● Aufgabenstellung
Zählen Sie, wie viele Zeilen der folgenden Datensätze die Zeichenfolge „window“ enthalten, und nennen Sie ausschließlich diese Zahl.

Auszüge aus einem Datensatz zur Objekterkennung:

┄┄┄┄┄┄┄┄┄┄┄┄┄┄┄┄┄┄┄┄

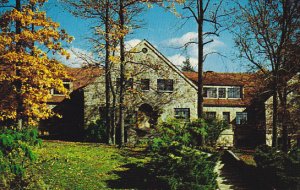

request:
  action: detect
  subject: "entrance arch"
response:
[137,103,156,129]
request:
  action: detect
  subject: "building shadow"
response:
[107,164,168,189]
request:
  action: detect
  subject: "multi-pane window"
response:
[223,112,230,123]
[141,79,150,91]
[205,112,217,119]
[116,78,133,89]
[175,108,190,121]
[235,112,248,125]
[203,86,242,98]
[228,87,241,98]
[52,81,71,95]
[157,79,173,92]
[203,87,217,98]
[218,88,226,98]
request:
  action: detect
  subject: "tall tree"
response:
[64,0,117,144]
[181,57,195,72]
[233,0,300,150]
[179,0,229,118]
[0,0,72,128]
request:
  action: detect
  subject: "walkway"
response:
[215,152,261,190]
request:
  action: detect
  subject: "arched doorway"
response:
[137,104,155,129]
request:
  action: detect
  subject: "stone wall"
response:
[203,107,246,147]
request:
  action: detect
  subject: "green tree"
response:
[181,57,195,72]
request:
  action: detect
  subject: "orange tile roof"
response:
[48,67,104,103]
[183,72,261,107]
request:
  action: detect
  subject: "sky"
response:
[46,0,248,72]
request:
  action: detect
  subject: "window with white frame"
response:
[218,88,226,98]
[203,86,242,99]
[174,108,190,121]
[203,87,217,98]
[205,112,217,119]
[157,79,174,92]
[235,112,248,125]
[227,87,241,98]
[141,79,150,91]
[51,81,71,95]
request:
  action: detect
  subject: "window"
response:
[52,81,71,95]
[218,88,226,98]
[228,87,241,98]
[236,112,248,125]
[205,112,217,119]
[175,108,190,121]
[223,112,230,123]
[141,79,150,91]
[203,87,217,98]
[116,78,133,89]
[203,86,243,99]
[157,79,173,91]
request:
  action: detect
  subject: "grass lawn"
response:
[234,150,256,166]
[34,141,149,190]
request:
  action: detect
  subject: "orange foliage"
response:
[0,0,73,125]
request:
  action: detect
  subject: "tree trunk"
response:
[15,0,24,129]
[281,87,289,152]
[197,0,204,118]
[119,0,125,146]
[104,0,111,144]
[272,81,278,148]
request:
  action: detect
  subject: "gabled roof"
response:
[48,67,104,103]
[132,39,197,89]
[183,72,262,107]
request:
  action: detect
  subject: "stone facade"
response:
[45,40,266,147]
[83,41,197,129]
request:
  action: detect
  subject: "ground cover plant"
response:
[254,145,300,190]
[149,120,218,189]
[33,141,148,190]
[0,128,44,189]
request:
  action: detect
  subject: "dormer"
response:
[51,80,73,96]
[203,85,243,99]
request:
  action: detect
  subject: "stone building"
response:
[265,73,300,147]
[42,40,264,147]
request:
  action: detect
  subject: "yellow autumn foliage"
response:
[0,0,73,125]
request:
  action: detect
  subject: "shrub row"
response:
[149,120,225,189]
[0,129,41,189]
[254,145,300,190]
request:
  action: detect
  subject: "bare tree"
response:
[232,0,300,150]
[176,0,229,118]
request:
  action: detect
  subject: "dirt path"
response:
[215,153,261,190]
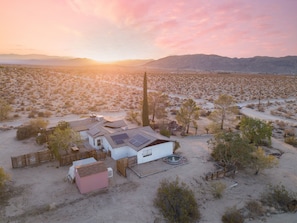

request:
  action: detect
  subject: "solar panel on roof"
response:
[129,134,150,147]
[111,133,129,145]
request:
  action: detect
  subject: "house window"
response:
[97,139,101,146]
[142,149,152,157]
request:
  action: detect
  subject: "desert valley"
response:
[0,62,297,223]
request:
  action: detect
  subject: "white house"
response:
[102,126,175,164]
[87,119,127,149]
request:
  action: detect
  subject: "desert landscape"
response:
[0,65,297,223]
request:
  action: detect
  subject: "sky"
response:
[0,0,297,61]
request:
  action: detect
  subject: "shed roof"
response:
[76,161,107,177]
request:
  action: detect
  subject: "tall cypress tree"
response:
[142,72,150,126]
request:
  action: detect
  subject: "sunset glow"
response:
[0,0,297,61]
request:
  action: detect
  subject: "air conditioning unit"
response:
[107,167,113,178]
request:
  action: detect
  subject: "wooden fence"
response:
[11,149,106,168]
[205,165,236,181]
[59,150,106,166]
[11,149,55,168]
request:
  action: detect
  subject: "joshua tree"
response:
[142,73,150,126]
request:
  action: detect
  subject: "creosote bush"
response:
[154,178,200,223]
[210,181,226,199]
[245,200,265,218]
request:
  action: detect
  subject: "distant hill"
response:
[113,59,153,66]
[145,54,297,74]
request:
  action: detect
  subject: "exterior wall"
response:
[137,142,174,164]
[102,137,112,152]
[79,131,88,140]
[88,135,95,148]
[75,170,108,194]
[111,146,137,160]
[88,135,103,149]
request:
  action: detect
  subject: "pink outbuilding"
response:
[75,161,108,194]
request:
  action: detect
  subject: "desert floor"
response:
[0,66,297,223]
[0,114,297,223]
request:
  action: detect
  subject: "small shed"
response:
[75,161,108,194]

┄┄┄┄┄┄┄┄┄┄┄┄┄┄┄┄┄┄┄┄

● Erwartete Antwort
4